(Rows from a pointing dataset)

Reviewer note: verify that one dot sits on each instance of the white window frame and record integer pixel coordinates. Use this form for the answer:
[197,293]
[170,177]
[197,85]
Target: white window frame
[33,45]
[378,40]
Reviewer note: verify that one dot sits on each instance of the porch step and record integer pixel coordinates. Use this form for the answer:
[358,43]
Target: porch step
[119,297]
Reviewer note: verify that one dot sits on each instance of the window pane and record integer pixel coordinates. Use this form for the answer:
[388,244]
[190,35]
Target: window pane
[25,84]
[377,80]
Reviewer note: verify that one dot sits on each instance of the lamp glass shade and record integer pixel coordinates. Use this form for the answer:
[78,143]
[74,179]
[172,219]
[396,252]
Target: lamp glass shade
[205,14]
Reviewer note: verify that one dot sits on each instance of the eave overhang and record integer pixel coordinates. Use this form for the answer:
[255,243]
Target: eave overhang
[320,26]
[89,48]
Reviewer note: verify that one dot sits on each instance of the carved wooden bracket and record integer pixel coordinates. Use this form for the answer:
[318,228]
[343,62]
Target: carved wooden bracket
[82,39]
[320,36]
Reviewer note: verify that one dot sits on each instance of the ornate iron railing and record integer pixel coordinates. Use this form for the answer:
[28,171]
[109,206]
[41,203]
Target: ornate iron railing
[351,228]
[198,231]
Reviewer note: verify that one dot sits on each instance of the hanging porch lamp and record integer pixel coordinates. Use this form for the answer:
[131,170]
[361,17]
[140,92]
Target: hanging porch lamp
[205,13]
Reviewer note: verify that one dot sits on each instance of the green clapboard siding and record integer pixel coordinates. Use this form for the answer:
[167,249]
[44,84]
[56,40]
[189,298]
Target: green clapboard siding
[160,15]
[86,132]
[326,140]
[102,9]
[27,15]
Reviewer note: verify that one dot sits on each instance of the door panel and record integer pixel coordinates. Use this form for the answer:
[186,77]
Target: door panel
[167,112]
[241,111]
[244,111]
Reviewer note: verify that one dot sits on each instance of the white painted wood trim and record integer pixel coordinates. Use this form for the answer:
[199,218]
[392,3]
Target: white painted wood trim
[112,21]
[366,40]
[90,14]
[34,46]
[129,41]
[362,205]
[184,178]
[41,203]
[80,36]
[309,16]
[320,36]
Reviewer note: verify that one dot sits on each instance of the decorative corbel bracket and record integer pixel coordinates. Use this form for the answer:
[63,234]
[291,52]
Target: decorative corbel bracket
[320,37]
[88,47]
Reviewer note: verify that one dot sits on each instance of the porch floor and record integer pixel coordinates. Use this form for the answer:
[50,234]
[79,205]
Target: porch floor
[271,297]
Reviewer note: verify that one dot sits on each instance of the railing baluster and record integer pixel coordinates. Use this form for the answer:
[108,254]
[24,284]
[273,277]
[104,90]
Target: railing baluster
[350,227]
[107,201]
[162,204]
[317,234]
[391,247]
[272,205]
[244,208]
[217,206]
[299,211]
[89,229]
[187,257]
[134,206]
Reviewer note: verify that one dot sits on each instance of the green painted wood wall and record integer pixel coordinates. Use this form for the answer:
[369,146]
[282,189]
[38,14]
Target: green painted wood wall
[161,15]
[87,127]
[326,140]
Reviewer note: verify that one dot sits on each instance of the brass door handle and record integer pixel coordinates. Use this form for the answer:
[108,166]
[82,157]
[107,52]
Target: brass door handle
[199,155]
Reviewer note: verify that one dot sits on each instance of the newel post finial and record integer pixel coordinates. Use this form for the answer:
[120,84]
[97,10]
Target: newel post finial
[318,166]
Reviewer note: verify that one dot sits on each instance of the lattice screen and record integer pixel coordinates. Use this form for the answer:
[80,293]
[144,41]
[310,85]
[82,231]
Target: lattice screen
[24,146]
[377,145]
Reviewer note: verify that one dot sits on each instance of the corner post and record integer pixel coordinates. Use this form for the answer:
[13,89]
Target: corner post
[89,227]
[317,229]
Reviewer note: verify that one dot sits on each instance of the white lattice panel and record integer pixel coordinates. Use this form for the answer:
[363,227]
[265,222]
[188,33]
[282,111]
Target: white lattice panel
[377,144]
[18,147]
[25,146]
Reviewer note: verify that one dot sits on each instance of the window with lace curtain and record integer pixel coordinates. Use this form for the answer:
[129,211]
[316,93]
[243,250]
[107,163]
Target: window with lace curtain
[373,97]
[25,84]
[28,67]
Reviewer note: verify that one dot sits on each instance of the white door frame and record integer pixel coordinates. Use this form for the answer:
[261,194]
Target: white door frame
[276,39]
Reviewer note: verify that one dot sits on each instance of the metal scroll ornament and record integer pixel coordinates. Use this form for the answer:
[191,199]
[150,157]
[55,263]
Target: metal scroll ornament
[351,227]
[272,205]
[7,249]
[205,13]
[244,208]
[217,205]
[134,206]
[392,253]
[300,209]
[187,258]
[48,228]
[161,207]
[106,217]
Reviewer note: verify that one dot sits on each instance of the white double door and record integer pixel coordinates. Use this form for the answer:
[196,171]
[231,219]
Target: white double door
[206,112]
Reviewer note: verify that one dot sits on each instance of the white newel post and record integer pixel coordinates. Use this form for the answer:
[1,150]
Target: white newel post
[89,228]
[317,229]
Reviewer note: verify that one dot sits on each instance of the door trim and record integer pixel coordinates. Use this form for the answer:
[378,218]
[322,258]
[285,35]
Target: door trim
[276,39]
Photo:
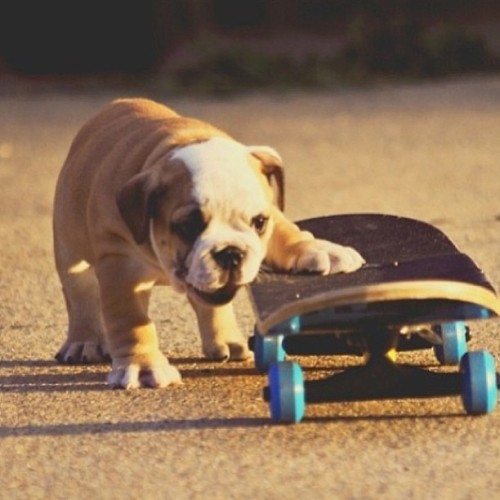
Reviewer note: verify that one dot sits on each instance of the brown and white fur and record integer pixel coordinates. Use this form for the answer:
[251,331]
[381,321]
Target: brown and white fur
[149,197]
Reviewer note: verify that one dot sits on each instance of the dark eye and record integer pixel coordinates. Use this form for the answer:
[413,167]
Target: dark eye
[189,228]
[259,223]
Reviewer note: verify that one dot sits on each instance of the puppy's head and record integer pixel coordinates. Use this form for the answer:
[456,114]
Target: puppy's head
[206,210]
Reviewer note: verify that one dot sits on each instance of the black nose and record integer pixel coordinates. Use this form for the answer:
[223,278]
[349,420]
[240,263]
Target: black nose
[228,258]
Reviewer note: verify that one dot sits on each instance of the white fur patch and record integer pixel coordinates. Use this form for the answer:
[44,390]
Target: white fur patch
[222,176]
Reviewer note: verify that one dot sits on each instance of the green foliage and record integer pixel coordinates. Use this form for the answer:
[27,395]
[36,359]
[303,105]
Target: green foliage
[376,46]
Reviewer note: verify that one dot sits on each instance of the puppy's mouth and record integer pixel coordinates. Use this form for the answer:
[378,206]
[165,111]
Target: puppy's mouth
[218,297]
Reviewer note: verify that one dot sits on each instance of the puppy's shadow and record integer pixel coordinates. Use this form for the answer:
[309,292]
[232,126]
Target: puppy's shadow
[35,376]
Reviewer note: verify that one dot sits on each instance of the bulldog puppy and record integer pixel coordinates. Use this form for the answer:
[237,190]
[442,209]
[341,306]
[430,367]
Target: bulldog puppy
[148,197]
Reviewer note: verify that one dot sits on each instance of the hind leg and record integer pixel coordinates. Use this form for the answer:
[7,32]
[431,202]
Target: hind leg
[85,338]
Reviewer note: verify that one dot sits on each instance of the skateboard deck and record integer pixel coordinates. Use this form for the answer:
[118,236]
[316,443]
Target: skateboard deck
[414,274]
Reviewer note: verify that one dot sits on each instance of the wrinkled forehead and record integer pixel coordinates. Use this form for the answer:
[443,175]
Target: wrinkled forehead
[222,176]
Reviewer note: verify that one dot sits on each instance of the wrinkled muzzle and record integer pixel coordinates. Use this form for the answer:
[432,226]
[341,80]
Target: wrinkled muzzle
[217,269]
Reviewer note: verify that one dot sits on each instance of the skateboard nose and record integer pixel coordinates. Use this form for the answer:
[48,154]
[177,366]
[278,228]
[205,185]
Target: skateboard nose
[229,258]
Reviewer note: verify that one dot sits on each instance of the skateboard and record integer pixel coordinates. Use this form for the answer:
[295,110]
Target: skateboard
[416,291]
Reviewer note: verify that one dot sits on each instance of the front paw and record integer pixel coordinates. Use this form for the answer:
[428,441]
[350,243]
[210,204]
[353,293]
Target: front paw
[227,350]
[325,257]
[148,370]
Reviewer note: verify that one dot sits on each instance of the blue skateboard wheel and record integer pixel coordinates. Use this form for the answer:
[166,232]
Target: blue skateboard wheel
[286,391]
[268,349]
[479,382]
[454,346]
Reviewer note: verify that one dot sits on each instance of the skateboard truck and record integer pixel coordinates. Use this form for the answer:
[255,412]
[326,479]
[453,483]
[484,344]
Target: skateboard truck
[381,378]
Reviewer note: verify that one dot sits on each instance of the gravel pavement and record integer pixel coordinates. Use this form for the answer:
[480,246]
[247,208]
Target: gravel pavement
[429,151]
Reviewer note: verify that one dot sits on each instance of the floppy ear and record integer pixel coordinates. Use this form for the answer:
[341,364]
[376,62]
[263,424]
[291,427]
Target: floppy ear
[272,169]
[137,202]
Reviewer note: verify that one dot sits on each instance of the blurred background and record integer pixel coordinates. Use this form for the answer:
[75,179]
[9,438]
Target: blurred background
[223,46]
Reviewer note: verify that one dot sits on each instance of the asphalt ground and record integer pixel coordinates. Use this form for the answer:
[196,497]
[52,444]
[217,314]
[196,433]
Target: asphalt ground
[429,151]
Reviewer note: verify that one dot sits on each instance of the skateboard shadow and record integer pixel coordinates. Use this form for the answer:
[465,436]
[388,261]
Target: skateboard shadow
[179,425]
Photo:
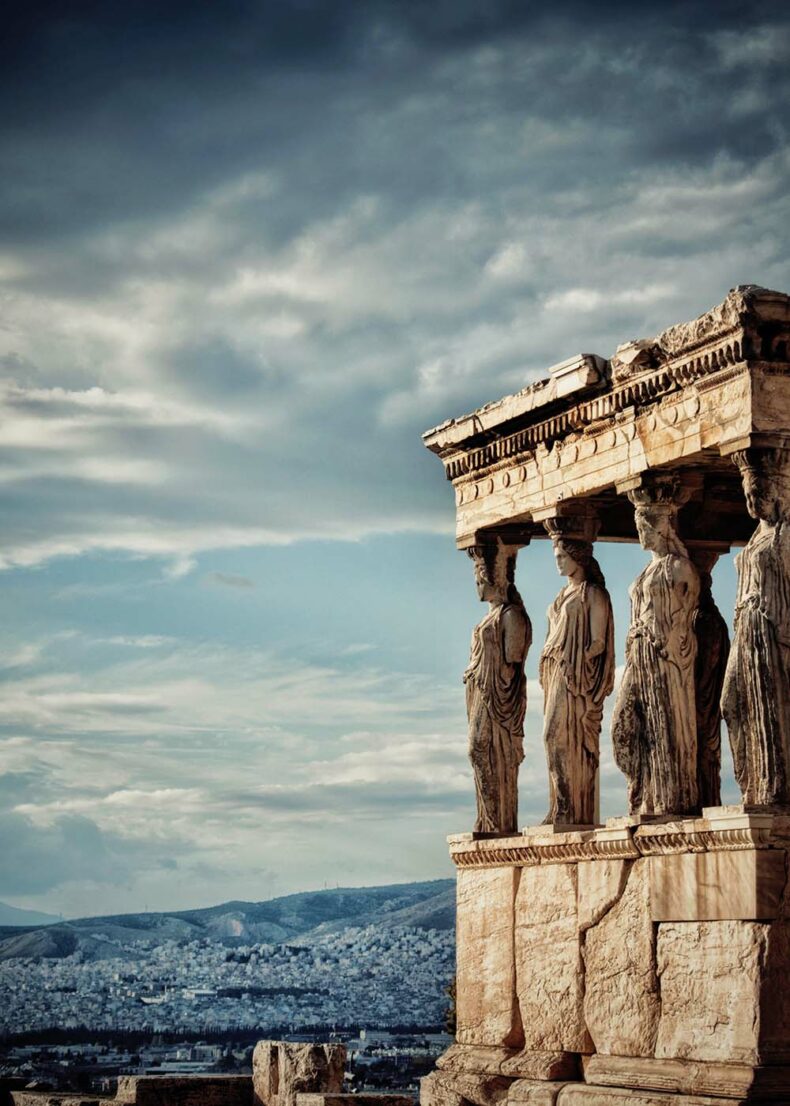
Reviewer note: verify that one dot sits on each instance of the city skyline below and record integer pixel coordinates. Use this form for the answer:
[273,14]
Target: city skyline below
[247,258]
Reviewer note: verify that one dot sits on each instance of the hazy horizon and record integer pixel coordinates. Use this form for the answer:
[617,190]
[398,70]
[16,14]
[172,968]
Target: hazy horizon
[248,256]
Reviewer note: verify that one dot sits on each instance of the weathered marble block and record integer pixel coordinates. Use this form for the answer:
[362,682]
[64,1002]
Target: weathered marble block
[644,962]
[487,1008]
[282,1070]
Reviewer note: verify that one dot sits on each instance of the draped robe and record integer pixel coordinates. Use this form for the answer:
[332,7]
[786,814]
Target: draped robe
[756,697]
[574,689]
[496,700]
[654,724]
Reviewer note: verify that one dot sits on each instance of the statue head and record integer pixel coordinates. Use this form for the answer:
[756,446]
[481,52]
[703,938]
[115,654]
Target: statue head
[571,554]
[766,477]
[495,571]
[656,504]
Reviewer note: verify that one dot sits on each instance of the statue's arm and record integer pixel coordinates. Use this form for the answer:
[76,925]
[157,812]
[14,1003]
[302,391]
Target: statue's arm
[515,635]
[599,623]
[686,580]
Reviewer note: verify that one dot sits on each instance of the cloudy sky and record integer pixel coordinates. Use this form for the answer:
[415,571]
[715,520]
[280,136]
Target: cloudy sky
[249,252]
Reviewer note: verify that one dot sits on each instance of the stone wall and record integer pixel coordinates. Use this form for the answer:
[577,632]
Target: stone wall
[640,956]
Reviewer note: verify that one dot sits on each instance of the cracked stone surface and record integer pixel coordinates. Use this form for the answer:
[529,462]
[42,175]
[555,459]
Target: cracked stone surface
[549,969]
[622,1002]
[487,1008]
[709,977]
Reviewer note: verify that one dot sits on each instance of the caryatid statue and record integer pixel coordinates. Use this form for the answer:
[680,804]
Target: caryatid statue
[756,697]
[496,689]
[577,674]
[713,649]
[654,728]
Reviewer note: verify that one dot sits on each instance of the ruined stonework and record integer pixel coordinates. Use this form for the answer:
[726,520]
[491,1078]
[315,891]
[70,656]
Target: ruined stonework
[602,962]
[577,674]
[644,962]
[496,689]
[282,1070]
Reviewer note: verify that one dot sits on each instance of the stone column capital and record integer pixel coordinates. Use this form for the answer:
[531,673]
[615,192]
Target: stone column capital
[574,519]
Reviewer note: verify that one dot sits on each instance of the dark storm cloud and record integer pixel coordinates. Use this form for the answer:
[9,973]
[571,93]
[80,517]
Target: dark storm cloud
[124,111]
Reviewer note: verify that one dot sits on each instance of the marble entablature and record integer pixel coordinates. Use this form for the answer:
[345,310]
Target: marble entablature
[641,962]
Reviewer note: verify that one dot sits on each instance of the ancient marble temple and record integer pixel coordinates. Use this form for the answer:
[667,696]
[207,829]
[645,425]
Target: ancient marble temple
[644,961]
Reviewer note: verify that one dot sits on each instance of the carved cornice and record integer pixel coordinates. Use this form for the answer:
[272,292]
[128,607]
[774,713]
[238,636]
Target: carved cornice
[749,331]
[721,830]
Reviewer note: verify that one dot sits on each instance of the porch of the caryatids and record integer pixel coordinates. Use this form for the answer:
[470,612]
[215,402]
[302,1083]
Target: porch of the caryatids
[577,669]
[654,724]
[756,697]
[496,687]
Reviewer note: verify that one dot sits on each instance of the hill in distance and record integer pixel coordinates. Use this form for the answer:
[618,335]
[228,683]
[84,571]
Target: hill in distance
[12,916]
[298,918]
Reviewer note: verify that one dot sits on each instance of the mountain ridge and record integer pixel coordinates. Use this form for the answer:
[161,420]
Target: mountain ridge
[301,917]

▸ WORK TO DO
Please quote exactly the lines from the one containing "of the marble" through the last line of the records above, both included, and nothing else.

▸ SOLUTION FOR THIS PROBLEM
Reviewer note: verify that one dot sits on each instance of the marble entablature and record integer pixel coordinates. Use this form for the answer:
[345,310]
Target: marble entablature
[641,962]
Reviewer note: verify that one dot sits on each instance of the ancient marble temple and record integer pixel coordinates. Use this form for the answer:
[667,696]
[207,829]
[645,425]
Target: ancient marble temple
[644,961]
Reviewer note: verify that one dot sits on each instance of the carved cornice and record integer pixel coordinates. Use this form for the answer:
[272,292]
[128,607]
[774,713]
[238,636]
Target: carved cornice
[749,331]
[721,830]
Reviewer note: verify that one dot sits on each instance of the porch of the caryatids and record integer pixel coordinates. Use this form for the answer:
[470,612]
[215,402]
[302,1083]
Target: porch of the caryatids
[577,669]
[654,724]
[756,697]
[496,687]
Reviewer note: verify that one dot sits on each instance of the hill in distance and record integer pixel coordinates. Use this form for the answer:
[618,335]
[228,683]
[84,571]
Target: hill in distance
[12,916]
[298,918]
Reviewer note: verify that one dot sits on each instance of the mountain ridge and record integer pixel coordinates. Use this form for the answer:
[161,420]
Target: mountain ridge
[301,917]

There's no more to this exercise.